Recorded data
━━━━━━━━━━━━━━━━━━━━━━━━━━━━━━
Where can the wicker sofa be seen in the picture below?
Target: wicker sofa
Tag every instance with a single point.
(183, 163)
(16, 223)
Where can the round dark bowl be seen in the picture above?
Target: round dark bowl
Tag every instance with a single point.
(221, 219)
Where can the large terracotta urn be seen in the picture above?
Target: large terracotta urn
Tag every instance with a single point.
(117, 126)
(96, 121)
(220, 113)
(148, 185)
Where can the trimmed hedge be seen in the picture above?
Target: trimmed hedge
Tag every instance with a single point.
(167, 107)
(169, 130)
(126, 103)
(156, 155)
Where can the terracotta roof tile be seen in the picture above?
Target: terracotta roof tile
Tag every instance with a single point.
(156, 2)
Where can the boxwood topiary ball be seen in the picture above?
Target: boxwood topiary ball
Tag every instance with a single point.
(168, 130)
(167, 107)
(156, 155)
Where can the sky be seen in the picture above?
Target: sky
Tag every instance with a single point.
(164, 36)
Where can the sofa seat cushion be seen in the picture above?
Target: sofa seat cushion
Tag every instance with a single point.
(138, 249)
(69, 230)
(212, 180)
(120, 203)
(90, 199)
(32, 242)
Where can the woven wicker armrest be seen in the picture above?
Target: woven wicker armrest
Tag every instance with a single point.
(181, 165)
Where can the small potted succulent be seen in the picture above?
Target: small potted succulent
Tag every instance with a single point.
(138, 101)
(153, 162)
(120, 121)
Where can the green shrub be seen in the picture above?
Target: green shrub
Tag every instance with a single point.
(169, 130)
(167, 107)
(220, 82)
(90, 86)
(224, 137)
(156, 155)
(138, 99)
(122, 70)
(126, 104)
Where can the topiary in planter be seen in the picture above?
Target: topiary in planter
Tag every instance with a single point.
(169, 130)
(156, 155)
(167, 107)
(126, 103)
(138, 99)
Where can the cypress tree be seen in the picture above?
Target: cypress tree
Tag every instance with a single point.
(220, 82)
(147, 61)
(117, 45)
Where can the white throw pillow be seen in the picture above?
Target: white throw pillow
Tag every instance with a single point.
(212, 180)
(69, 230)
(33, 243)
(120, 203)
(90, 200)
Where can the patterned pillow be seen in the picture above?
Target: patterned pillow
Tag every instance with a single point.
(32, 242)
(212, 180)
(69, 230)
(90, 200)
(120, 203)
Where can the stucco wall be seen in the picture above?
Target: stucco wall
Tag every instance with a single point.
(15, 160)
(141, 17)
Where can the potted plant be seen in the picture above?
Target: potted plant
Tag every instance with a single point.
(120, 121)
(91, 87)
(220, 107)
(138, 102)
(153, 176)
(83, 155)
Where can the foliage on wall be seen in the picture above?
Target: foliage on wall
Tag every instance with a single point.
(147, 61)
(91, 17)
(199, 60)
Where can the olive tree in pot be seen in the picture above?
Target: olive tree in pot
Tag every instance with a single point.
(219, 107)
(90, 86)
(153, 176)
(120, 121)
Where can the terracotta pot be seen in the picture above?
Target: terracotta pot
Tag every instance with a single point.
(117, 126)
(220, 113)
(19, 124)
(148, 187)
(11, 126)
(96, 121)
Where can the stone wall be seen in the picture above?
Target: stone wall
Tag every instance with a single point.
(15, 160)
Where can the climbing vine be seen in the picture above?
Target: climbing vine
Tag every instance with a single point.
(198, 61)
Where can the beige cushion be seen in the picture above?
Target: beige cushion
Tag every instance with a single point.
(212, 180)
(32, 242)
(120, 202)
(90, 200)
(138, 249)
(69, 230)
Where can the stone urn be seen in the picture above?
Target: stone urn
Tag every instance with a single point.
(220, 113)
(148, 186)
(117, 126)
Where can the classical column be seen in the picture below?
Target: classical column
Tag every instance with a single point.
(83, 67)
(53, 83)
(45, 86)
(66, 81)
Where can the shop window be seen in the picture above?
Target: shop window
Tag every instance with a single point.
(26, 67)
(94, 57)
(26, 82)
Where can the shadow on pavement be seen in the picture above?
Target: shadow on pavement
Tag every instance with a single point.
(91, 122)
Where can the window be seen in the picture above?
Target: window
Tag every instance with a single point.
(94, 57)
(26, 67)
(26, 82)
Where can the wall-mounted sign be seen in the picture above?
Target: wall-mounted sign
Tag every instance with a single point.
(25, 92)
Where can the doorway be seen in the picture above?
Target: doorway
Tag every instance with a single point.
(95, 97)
━━━━━━━━━━━━━━━━━━━━━━━━━━━━━━
- **Task statement**: Return all of the lines above without changing anything.

- **Reply to the task**:
Where can the wicker sofa be seen in the picture below?
Target: wicker sofa
Tag every instance with a single point.
(183, 163)
(16, 223)
Where can the round dark bowl be seen in the picture above?
Target: round dark bowl
Tag every instance with a single point.
(221, 219)
Where can the large terracotta urn be seen in the picture above?
Target: large terracotta urn
Tag every instance with a single point.
(117, 126)
(96, 121)
(220, 113)
(148, 185)
Where can the trimmed hedge be seen in the picture above?
Target: trimmed hedge
Tag every instance with a single point.
(167, 107)
(169, 130)
(126, 103)
(156, 155)
Where can the terracotta roof tile be seen in the picture above?
Target: terracotta roof tile
Tag every instance with a single point.
(156, 2)
Where can the boxwood topiary ball be seen in the picture above?
Target: boxwood topiary ball
Tag every instance with a single point.
(168, 130)
(167, 107)
(156, 155)
Where can the sky be seen in the picture above?
Target: sky
Tag every instance with a single point.
(164, 36)
Where can the sofa seat cushion be seen in the picture above?
Target: sofa seat cushion
Tag every instance with a single point.
(138, 249)
(69, 230)
(212, 180)
(120, 203)
(90, 199)
(32, 242)
Where can the woven wicker armrest be seen in the picture above?
Target: woven wicker armrest
Tag every instance with a single point.
(181, 165)
Where can the small potted succulent be seen in the picture above?
Target: small potted succulent
Tag every instance with a single point.
(138, 101)
(153, 162)
(120, 121)
Where can the green shrub be seen in the picture above?
Target: green shrub
Tag every instance with a single point.
(169, 130)
(167, 107)
(220, 82)
(90, 86)
(224, 137)
(156, 155)
(138, 99)
(122, 70)
(126, 104)
Where can the topiary in planter be seen in the picture above?
Target: topiary in planter
Tag every instance with a single point.
(169, 130)
(156, 155)
(167, 107)
(126, 103)
(138, 99)
Where can the cypress tree be seen in the picture above?
Target: cypress tree
Tag every instance with a single point.
(220, 82)
(147, 61)
(117, 45)
Where can the white throw pillow be seen in the picture above?
Target: white throw pillow
Tag every instance with a single point.
(212, 180)
(69, 230)
(33, 243)
(120, 203)
(90, 200)
Where can the patterned pillow be seen in the picture above?
Target: patterned pillow
Tag every instance with a single point.
(32, 242)
(212, 180)
(69, 230)
(90, 200)
(120, 203)
Where can the stucco wall be seen in the picture above?
Target: stucco wall
Tag every instance with a single point.
(15, 160)
(141, 17)
Where can the potted plant be seen in the picture above?
Target: potted plant
Tag every instance with a single point.
(120, 121)
(91, 87)
(220, 107)
(138, 102)
(153, 176)
(83, 155)
Where can the foliage on wall be seen in the picture above?
Target: foliage on wall
Tag every instance with a single point.
(147, 61)
(91, 17)
(199, 60)
Where can the olive tree in pot be seen in the picture above?
Target: olive tree in pot
Tag every instance with a single point.
(219, 107)
(90, 86)
(153, 176)
(120, 121)
Where can the terracotta pot be seen in the picture above?
Target: terracotta pot
Tag every instance with a single point.
(117, 126)
(220, 113)
(19, 124)
(148, 187)
(11, 126)
(96, 121)
Where can the stone wall be seen in the picture above?
Target: stone wall
Tag every instance with a single point.
(15, 160)
Where can the climbing vine be seen in the picture above?
Target: climbing vine
Tag every instance with a single point.
(198, 61)
Where can the beige cushion be seen in the picture above?
Target: beige cushion
Tag every instance with a single point.
(212, 180)
(32, 242)
(120, 202)
(90, 200)
(138, 249)
(69, 230)
Where can the stone urn be seen in the picture above?
Target: stone urn
Tag every instance with a single point.
(220, 113)
(148, 186)
(117, 126)
Where can the classical column be seen in the picture below?
Target: classical column
Tag every instance with a single point.
(83, 67)
(53, 83)
(45, 86)
(66, 81)
Where can the shop window be seen in the picture above?
Target: shop window
Tag every instance with a single point.
(26, 67)
(94, 57)
(26, 82)
Where can the shadow on pavement be seen in the picture above?
Target: shadow on pavement
Tag every instance with a single point.
(91, 122)
Where can the window be seen in the picture above?
Target: window
Tag every instance with a single point.
(94, 57)
(26, 67)
(26, 82)
Where can the wall-mounted sign be seen in the picture above?
Target: wall-mounted sign
Tag every instance with a single point.
(25, 92)
Where can the doorway be seen in the picture above?
Target: doorway
Tag every instance with a single point.
(95, 97)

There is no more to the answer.